_Data excerpts_
★ ★ ★

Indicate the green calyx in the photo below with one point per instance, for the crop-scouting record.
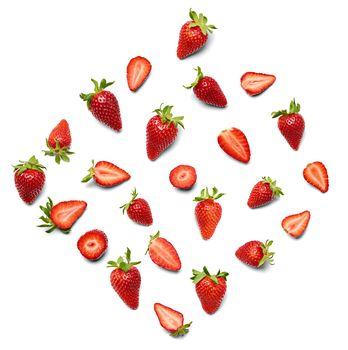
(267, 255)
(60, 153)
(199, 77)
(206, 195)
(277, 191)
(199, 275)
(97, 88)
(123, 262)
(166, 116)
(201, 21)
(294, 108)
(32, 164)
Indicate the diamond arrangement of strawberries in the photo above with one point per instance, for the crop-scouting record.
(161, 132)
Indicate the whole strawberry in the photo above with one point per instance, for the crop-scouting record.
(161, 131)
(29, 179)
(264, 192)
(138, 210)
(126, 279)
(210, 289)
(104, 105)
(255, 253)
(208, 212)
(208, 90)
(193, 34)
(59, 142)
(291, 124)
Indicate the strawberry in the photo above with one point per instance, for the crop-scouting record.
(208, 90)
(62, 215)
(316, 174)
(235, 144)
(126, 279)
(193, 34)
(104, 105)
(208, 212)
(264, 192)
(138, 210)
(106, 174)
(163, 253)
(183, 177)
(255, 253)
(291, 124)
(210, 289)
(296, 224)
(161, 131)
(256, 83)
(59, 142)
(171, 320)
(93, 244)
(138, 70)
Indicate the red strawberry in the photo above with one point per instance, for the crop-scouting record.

★ ★ ★

_What the task asks_
Render all the rows above as a numbered list, omitting blank lines and leaving out the pictures.

_Output of the exercise_
1. Indicate the green calyx in the photo below with one point per instance, for the crop-scouting record.
2. (267, 255)
3. (60, 153)
4. (199, 77)
5. (206, 195)
6. (277, 191)
7. (199, 275)
8. (97, 88)
9. (123, 262)
10. (166, 116)
11. (201, 21)
12. (294, 108)
13. (32, 164)
14. Indicate the diamond arrangement of strawberries in the photo above with one point per instance, for the crop-scouting record.
15. (161, 132)
16. Indicate the whole strawberry in the photo above with one point per instance, for the crop-scouting record.
17. (161, 131)
18. (29, 179)
19. (264, 192)
20. (138, 210)
21. (126, 279)
22. (210, 289)
23. (104, 105)
24. (255, 253)
25. (208, 212)
26. (208, 90)
27. (193, 34)
28. (59, 142)
29. (291, 124)
30. Indicate the strawberry in the photo above with one point per instance, for the crop-scouting record.
31. (208, 90)
32. (62, 215)
33. (316, 174)
34. (235, 144)
35. (126, 279)
36. (193, 34)
37. (104, 105)
38. (208, 212)
39. (264, 192)
40. (138, 210)
41. (106, 174)
42. (163, 253)
43. (183, 177)
44. (255, 253)
45. (291, 124)
46. (210, 289)
47. (296, 224)
48. (161, 131)
49. (256, 83)
50. (59, 142)
51. (171, 320)
52. (93, 244)
53. (138, 70)
54. Indicate the red strawberry in the photo above with one point per instance, for the crop-scouting record.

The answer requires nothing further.